*** Raw data ***
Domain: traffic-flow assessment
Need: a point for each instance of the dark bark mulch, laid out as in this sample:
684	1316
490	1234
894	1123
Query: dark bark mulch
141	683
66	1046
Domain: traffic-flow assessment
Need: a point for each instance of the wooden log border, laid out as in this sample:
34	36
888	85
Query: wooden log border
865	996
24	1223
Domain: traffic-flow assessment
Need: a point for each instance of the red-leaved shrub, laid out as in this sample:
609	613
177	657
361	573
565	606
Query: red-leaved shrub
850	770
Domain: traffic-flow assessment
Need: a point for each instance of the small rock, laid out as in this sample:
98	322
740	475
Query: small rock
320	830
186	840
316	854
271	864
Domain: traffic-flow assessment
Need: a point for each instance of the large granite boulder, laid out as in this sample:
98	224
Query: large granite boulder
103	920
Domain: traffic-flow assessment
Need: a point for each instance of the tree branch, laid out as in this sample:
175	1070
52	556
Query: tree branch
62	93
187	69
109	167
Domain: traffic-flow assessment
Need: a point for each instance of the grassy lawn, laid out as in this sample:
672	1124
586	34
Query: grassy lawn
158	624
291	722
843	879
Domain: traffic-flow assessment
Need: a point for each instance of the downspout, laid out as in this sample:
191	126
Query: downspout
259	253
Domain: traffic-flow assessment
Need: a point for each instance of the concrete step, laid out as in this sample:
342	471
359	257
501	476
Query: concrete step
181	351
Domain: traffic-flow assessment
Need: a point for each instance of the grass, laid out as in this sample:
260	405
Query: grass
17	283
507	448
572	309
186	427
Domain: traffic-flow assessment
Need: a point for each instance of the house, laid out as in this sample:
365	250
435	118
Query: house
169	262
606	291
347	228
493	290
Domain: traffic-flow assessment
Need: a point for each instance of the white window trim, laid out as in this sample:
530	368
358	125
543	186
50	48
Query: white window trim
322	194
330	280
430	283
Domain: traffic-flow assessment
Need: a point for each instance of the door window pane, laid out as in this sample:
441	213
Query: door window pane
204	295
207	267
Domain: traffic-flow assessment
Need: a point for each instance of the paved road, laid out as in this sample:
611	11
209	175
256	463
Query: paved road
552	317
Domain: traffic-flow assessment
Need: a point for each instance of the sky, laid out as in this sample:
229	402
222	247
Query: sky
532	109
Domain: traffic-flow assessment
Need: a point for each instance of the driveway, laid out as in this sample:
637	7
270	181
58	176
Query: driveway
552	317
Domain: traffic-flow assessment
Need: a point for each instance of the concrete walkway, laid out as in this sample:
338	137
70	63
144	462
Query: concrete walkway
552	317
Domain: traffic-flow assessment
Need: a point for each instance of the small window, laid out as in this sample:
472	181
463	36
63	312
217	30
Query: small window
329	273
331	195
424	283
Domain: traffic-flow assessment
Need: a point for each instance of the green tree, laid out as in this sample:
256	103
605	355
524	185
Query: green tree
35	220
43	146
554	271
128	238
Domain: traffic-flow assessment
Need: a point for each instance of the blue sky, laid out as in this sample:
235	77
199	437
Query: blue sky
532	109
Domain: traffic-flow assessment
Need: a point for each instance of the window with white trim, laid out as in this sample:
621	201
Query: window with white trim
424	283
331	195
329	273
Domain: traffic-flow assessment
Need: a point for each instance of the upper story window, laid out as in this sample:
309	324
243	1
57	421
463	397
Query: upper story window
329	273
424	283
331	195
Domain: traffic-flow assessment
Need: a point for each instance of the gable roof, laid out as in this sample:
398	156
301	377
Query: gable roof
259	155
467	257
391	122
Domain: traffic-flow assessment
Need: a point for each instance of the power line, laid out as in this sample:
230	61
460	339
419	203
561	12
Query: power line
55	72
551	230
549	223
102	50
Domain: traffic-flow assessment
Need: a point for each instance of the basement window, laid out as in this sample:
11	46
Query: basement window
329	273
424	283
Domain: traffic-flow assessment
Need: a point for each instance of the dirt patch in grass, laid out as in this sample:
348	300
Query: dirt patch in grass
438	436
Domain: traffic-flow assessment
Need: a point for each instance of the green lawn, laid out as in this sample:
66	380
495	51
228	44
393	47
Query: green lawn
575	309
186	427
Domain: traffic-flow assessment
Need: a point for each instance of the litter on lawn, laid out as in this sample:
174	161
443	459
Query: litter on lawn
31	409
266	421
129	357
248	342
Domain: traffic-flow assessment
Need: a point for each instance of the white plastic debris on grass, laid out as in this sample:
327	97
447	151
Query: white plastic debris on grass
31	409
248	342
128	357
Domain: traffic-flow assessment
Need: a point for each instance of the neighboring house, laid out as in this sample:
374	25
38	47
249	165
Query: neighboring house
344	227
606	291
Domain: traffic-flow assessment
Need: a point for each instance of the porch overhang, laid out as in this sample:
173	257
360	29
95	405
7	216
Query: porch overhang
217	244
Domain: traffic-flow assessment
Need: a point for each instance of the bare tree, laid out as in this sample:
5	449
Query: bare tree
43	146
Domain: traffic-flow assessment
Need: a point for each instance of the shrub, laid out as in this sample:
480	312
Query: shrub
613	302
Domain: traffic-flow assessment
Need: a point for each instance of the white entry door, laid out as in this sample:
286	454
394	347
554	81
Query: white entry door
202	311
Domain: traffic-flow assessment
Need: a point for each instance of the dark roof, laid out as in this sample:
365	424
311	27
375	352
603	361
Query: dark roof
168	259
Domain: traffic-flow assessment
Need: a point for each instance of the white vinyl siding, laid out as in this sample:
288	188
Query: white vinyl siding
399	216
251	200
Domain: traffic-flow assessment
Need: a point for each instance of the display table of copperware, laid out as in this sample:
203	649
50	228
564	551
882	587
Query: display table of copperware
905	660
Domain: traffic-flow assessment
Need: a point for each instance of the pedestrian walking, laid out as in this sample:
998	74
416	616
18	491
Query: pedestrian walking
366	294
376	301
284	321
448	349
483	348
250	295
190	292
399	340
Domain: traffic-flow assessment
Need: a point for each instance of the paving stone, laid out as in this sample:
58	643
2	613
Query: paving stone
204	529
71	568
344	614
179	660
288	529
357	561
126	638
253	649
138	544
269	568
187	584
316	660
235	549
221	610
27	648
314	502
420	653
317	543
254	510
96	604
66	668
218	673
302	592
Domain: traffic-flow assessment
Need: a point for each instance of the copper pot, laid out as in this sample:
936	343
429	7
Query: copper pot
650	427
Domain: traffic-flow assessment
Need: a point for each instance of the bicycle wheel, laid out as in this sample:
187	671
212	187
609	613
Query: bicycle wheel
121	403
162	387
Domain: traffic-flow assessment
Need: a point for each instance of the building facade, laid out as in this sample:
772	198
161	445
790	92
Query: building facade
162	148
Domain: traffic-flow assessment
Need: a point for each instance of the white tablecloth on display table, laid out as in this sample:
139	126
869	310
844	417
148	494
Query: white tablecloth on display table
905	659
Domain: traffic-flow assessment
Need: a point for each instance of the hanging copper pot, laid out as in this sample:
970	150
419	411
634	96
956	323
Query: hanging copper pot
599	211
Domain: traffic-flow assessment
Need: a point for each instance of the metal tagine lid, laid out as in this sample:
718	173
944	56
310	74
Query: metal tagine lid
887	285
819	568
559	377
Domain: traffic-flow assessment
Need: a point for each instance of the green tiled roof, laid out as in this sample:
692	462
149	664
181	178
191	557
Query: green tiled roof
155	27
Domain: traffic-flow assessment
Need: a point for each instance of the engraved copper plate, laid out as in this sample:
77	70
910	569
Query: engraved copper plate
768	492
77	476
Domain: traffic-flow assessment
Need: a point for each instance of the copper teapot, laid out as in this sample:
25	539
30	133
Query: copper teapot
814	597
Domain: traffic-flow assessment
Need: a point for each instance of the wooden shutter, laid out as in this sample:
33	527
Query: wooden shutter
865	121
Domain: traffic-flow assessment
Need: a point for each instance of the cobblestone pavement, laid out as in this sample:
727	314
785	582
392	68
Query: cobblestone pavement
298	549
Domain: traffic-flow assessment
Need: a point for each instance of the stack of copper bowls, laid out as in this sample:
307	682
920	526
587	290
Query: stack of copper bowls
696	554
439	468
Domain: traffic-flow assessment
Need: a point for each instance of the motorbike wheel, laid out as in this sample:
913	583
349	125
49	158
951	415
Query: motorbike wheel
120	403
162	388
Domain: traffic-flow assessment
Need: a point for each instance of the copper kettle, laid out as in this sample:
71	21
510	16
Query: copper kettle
*** End of Raw data ***
**Directions for this task**
Where a line of the data holds the word "kettle", copy that line.

**Completed exercise**
Need: a point for each instance of the copper kettle, laid out as in this sample:
Query: copper kettle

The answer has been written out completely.